■ **Exercise aim**: Reproduce all the entries exactly.

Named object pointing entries
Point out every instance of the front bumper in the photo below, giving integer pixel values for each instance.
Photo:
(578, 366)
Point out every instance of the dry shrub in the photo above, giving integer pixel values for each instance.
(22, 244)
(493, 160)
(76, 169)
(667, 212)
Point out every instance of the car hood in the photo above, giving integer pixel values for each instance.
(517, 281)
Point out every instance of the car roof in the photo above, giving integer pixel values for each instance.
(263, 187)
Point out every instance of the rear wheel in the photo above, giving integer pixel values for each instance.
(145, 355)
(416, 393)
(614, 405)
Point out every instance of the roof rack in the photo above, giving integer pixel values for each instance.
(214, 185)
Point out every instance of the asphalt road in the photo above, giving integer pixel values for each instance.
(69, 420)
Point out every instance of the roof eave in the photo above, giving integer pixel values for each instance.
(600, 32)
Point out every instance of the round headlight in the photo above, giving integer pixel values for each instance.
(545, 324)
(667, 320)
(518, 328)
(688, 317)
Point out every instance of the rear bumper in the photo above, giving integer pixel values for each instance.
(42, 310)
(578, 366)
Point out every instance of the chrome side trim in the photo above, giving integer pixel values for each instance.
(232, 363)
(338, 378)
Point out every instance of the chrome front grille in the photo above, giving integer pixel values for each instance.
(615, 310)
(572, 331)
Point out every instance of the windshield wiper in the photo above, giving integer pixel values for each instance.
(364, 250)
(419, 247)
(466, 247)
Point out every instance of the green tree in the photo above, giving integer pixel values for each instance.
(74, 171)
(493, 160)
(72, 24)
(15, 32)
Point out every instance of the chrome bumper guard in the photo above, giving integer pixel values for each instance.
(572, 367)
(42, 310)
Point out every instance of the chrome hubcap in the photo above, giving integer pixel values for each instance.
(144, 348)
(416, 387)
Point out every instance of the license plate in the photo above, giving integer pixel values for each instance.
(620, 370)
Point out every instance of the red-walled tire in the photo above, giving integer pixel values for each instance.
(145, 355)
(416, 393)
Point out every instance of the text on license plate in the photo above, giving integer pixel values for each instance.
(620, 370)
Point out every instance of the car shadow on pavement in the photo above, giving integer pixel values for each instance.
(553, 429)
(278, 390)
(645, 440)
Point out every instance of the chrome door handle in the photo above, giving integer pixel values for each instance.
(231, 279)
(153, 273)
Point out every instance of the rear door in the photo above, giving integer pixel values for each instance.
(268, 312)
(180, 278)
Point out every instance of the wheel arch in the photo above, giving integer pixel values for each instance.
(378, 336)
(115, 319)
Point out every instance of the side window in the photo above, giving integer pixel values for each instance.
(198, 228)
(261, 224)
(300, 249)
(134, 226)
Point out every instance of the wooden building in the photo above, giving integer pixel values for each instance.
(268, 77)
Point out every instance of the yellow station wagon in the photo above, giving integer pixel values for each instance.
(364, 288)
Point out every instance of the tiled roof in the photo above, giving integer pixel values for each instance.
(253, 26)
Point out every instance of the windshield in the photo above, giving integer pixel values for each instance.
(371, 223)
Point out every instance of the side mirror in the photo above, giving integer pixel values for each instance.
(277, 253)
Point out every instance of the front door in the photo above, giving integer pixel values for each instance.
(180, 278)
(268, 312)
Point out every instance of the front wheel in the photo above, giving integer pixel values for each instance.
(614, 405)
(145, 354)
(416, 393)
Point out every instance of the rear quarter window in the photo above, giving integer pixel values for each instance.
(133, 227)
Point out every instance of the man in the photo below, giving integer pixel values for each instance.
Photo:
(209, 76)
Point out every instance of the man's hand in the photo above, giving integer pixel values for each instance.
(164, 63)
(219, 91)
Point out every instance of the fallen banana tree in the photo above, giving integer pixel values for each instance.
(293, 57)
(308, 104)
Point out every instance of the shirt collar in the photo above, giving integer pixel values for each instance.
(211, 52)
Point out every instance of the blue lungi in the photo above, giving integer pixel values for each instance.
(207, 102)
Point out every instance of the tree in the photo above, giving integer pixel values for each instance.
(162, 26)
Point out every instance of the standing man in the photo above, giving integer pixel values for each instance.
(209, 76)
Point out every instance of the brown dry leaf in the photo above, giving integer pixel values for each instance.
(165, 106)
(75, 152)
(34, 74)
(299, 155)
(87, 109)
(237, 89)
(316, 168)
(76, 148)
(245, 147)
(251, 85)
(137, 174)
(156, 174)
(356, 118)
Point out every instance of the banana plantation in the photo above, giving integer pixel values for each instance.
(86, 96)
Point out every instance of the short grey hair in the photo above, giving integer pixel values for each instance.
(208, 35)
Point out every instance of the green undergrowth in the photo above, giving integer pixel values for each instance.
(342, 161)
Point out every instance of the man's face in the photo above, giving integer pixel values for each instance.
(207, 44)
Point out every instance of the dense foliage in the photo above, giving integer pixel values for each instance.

■ **Written response**:
Point out every instance of the front bumper in the photo below, giving integer pixel values for each instance.
Photo:
(578, 366)
Point out every instance of the dry shrub in the photo above, giving integer pixel values for each instance.
(22, 244)
(493, 160)
(76, 169)
(667, 212)
Point out every instance of the car hood in the photo above, giving integer pixel values for each instance.
(517, 281)
Point out every instance of the car roof in the photo above, giving integer pixel values for each instance.
(263, 187)
Point out every instance of the rear wheel in the photo above, giving integer pixel values for each instance.
(145, 355)
(416, 393)
(614, 405)
Point out every instance of the roof rack in the photo above, giving integer pixel values for each instance.
(214, 185)
Point out every instance of the asphalt road in the photo above, giving integer pixel values for each instance.
(69, 420)
Point out every instance of the roof eave in the photo above, giving integer pixel values for each instance.
(600, 32)
Point out every instance of the round headlight in the photo above, giving integer pixel values for each instance.
(545, 324)
(667, 320)
(518, 328)
(688, 317)
Point out every instance of the rear bumper in the photo above, giving integer pixel values for each instance.
(42, 310)
(578, 366)
Point out every instance of the chrome side trim in the photo above, giving integer pixel values for each instance.
(232, 363)
(338, 378)
Point out every instance of the chrome front grille in the photo above, giving integer pixel values for each instance.
(615, 310)
(572, 331)
Point out every instance of the windshield wiper in the photo above, giving integer pixel values for each instance.
(364, 250)
(419, 247)
(466, 247)
Point out every instance of the green tree in the photo above, giving integer pixel values for each instance.
(74, 171)
(493, 160)
(72, 24)
(15, 32)
Point out every instance of the chrome bumper guard in the photo above, giving integer pixel values for each instance.
(572, 367)
(42, 310)
Point out every instance of the chrome hubcap in the photo above, giving integer pixel values for each instance.
(144, 348)
(416, 387)
Point out every instance of the license plate in the photo above, giving integer pixel values for each instance.
(620, 370)
Point out every instance of the red-walled tire in the photo above, giving integer pixel values for each instance.
(145, 355)
(416, 393)
Point out every instance of the text on license plate in the photo above, giving integer pixel values for each instance.
(620, 370)
Point out every instance of the car shadow on pavement in the photo above, giving integer pixel values for each instance.
(553, 429)
(278, 390)
(645, 440)
Point out every instance of the chrome door handle in the photo above, giving integer pixel values for each instance.
(231, 279)
(153, 273)
Point out every instance of the rear door in the photo above, giving integer pixel values for each instance.
(268, 312)
(180, 278)
Point out every instance of the wheel arch in the photo above, giving integer pixel values for each instance.
(378, 336)
(115, 319)
Point out every instance of the side window in the photo above, giving integer pixel values for each instance.
(198, 228)
(261, 224)
(300, 249)
(134, 226)
Point out every instance of the wooden building in the photo above, giving integer pixel values for each instance.
(268, 77)
Point out every instance of the yellow station wagon in the photo above, giving integer pixel values for each instance.
(364, 288)
Point out every instance of the tiled roof in the photo above, giving integer pixel values for each instance.
(253, 26)
Point out every instance of the windshield in the photo above, giving integer pixel values for each instance.
(371, 223)
Point out every instance of the side mirror in the photo above, giving integer pixel values for each instance.
(277, 253)
Point out every instance of the front door in the photo above, giving integer pixel values for each instance.
(180, 278)
(268, 312)
Point out every instance of the front wheel in the photo above, giving integer pixel values for each instance.
(614, 405)
(145, 354)
(416, 393)
Point out every instance of the rear quarter window in the photo above, giving integer pixel values for each instance.
(133, 227)
Point out every instance of the man in the photo below, giving integer pixel values for each instance.
Photo:
(209, 76)
Point out every instance of the man's hand in the photo above, giving integer pixel values for each instance.
(164, 63)
(219, 91)
Point out every instance of the fallen banana tree in the photo above, giving integer pixel values for each instance.
(293, 57)
(308, 104)
Point out every instance of the shirt collar in the photo above, giving integer pixel values for each instance.
(211, 52)
Point out every instance of the blue lungi in the photo above, giving integer pixel values for each instance.
(207, 102)
Point out every instance of the tree in the photo above, giving integer pixel values for each instance.
(162, 26)
Point out every instance of the standing man in the photo above, giving integer pixel values for each instance.
(209, 76)
Point out every instance of the brown dry leaf in the photo above, giving integer pixel values for each instance.
(165, 106)
(75, 152)
(34, 74)
(299, 155)
(87, 109)
(237, 89)
(316, 168)
(76, 148)
(245, 147)
(251, 85)
(137, 174)
(156, 174)
(356, 118)
Point out every instance of the banana plantation in the photo above, giving integer pixel values for each instance.
(86, 96)
Point out every instance of the short grey hair in the photo above, giving integer pixel values for each instance.
(208, 35)
Point out every instance of the green undergrowth in the photo above, giving integer pixel values for each instance.
(342, 161)
Point out every instance of the man's face in the photo above, giving integer pixel values for each instance.
(207, 44)
Point out every instance of the dense foliage in the photo above, giving integer pixel values for each instance.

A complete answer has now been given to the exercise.